┌────────

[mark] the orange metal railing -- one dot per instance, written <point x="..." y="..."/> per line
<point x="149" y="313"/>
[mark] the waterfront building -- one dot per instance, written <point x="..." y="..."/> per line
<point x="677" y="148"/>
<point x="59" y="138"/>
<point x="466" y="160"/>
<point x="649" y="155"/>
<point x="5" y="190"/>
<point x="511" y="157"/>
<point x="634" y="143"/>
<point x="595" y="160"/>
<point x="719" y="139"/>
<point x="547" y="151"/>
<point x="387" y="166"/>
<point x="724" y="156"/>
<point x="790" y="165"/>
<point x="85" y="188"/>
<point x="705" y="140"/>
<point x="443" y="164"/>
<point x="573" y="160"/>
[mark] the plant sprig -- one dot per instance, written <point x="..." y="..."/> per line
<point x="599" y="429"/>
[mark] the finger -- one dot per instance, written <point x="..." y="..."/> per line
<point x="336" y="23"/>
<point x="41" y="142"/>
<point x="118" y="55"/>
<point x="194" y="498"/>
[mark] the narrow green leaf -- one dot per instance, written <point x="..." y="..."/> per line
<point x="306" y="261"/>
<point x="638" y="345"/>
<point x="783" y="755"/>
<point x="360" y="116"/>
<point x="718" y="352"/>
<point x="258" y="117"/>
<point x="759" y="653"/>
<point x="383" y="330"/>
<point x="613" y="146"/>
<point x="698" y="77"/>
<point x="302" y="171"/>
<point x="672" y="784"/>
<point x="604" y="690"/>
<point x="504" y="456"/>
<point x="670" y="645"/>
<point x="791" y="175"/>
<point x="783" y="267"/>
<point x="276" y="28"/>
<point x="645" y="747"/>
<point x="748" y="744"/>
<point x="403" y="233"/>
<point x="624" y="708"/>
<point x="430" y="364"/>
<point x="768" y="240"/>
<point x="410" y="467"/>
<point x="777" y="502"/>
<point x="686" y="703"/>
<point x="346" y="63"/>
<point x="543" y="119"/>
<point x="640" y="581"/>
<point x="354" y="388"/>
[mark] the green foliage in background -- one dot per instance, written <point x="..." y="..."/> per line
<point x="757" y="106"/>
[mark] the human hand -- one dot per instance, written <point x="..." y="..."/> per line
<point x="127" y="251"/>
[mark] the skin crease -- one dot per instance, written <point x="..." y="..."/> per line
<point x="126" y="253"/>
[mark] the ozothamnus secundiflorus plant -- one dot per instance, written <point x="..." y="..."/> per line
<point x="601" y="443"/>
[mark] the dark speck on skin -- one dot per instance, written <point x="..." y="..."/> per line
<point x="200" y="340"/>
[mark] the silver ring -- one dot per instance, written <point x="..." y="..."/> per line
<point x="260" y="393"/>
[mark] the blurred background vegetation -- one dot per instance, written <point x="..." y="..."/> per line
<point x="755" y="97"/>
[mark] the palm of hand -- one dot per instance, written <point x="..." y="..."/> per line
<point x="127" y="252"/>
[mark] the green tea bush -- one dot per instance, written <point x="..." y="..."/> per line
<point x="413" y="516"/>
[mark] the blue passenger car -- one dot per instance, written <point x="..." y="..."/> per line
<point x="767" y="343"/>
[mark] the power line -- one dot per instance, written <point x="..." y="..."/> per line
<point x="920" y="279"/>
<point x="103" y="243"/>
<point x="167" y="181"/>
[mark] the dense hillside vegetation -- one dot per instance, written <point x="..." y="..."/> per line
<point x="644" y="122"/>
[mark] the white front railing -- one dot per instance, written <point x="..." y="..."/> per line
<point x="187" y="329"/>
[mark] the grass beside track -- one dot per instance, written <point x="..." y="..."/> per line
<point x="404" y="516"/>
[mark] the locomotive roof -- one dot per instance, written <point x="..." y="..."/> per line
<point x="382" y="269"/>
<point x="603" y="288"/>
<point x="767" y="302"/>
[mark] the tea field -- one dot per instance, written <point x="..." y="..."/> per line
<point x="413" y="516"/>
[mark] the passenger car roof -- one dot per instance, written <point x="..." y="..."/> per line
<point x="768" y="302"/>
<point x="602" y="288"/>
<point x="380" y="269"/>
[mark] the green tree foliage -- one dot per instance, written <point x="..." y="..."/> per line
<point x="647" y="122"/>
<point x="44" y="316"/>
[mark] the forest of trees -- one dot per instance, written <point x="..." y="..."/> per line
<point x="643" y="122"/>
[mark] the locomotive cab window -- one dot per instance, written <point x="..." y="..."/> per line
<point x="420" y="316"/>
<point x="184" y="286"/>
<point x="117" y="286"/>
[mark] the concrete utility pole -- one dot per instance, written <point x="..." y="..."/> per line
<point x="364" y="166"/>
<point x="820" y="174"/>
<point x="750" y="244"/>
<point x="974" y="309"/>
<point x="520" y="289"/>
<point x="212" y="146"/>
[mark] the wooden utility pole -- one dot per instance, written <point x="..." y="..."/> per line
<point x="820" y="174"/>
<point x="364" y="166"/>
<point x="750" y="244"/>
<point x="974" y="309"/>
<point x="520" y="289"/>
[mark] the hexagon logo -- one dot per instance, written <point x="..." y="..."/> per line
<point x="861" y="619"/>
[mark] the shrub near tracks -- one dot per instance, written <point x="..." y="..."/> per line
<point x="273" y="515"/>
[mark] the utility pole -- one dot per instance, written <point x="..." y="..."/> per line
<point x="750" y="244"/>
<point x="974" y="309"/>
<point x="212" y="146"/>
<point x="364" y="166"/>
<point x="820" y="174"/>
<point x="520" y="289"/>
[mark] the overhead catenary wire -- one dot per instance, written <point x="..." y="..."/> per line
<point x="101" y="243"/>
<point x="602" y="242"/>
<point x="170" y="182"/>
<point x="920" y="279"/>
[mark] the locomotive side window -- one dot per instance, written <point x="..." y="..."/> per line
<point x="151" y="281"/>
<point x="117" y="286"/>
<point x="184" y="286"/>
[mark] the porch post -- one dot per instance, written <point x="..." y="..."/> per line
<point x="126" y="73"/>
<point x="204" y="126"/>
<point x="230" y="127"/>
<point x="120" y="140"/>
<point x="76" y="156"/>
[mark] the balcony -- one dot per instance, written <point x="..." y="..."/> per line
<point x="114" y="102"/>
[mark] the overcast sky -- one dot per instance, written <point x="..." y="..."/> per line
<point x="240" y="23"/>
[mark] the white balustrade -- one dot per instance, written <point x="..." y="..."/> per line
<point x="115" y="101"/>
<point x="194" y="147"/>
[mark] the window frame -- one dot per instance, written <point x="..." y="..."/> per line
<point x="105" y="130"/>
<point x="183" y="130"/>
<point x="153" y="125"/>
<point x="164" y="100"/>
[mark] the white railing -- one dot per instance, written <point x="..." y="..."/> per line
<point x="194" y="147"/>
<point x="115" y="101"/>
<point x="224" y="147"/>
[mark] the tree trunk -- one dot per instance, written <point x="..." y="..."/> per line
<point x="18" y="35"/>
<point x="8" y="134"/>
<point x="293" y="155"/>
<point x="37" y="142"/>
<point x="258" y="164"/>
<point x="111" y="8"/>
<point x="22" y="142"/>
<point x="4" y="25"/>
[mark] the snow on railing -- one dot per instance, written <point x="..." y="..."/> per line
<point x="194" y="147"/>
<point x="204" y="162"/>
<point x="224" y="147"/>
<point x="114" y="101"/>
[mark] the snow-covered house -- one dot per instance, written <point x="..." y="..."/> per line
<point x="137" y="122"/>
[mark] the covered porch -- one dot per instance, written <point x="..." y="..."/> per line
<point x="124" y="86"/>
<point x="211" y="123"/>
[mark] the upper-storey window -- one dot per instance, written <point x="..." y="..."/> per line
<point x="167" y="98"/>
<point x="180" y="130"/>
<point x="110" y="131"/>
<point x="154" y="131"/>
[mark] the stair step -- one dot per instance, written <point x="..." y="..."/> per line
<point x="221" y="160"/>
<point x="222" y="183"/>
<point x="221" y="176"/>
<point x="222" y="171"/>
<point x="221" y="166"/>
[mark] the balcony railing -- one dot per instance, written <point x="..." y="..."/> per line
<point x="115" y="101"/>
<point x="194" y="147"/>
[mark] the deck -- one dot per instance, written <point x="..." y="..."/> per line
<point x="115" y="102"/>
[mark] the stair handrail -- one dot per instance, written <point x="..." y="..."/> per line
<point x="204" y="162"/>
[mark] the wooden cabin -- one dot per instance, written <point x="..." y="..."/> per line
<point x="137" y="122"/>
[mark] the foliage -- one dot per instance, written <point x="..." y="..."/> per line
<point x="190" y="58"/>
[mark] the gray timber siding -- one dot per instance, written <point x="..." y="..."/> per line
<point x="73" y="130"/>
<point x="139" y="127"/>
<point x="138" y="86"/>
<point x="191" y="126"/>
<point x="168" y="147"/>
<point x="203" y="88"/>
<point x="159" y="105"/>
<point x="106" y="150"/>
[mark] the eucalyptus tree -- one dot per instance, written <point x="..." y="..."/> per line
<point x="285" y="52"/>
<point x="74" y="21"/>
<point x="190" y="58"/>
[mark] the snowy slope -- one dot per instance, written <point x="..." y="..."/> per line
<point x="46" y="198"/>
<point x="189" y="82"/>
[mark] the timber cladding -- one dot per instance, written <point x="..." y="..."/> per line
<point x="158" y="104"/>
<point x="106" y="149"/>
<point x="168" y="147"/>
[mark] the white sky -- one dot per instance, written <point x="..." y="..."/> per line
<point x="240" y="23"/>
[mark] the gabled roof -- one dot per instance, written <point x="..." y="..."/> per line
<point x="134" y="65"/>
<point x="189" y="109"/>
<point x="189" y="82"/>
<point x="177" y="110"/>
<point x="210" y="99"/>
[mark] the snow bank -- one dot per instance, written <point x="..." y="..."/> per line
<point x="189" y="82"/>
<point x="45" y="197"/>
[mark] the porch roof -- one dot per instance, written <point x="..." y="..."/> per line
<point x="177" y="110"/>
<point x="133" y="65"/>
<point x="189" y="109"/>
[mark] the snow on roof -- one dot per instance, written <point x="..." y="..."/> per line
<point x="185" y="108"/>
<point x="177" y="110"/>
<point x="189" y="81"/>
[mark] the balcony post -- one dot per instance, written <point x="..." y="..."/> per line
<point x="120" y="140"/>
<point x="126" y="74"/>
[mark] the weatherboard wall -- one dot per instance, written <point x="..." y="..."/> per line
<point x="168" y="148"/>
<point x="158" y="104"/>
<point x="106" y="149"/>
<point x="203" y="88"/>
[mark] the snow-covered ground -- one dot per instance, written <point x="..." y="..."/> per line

└────────

Every line from the one containing "[mark] the gray" through the end of the entries above must be echoed exactly, with both ends kept.

**Result of the task**
[mark] the gray timber siding -- one dot per instance, written <point x="..." y="..."/> per line
<point x="73" y="130"/>
<point x="139" y="127"/>
<point x="138" y="86"/>
<point x="191" y="126"/>
<point x="168" y="147"/>
<point x="203" y="88"/>
<point x="159" y="105"/>
<point x="106" y="150"/>
[mark] the eucalyptus tree -- one dot per instance, written <point x="..." y="..."/> per line
<point x="285" y="52"/>
<point x="74" y="21"/>
<point x="190" y="58"/>
[mark] the snowy slope -- one dot per instance, written <point x="..." y="..."/> per line
<point x="46" y="198"/>
<point x="189" y="82"/>
[mark] the timber cladding -- one dot per instance, written <point x="..." y="..."/> per line
<point x="158" y="104"/>
<point x="106" y="149"/>
<point x="168" y="147"/>
[mark] the white sky -- one dot per instance, written <point x="..." y="..."/> per line
<point x="240" y="23"/>
[mark] the gabled roof -- one dot per instance, written <point x="..." y="..."/> per line
<point x="134" y="65"/>
<point x="189" y="109"/>
<point x="189" y="82"/>
<point x="177" y="110"/>
<point x="210" y="99"/>
[mark] the snow bank -- one dot per instance, written <point x="..." y="..."/> per line
<point x="189" y="82"/>
<point x="45" y="197"/>
[mark] the porch roof -- one dot per instance, written <point x="..." y="..."/> per line
<point x="177" y="110"/>
<point x="133" y="65"/>
<point x="189" y="109"/>
[mark] the snow on roof -- one dot per instance, written <point x="..." y="..."/> per line
<point x="185" y="108"/>
<point x="177" y="110"/>
<point x="189" y="81"/>
[mark] the balcony post -- one dot per instance, written <point x="..." y="..."/> per line
<point x="120" y="140"/>
<point x="126" y="74"/>
[mark] the weatherboard wall -- one dot per instance, written <point x="..." y="..."/> per line
<point x="168" y="148"/>
<point x="158" y="104"/>
<point x="106" y="149"/>
<point x="203" y="88"/>
[mark] the snow-covered ground -- one dot per instance, written <point x="..." y="..."/> per line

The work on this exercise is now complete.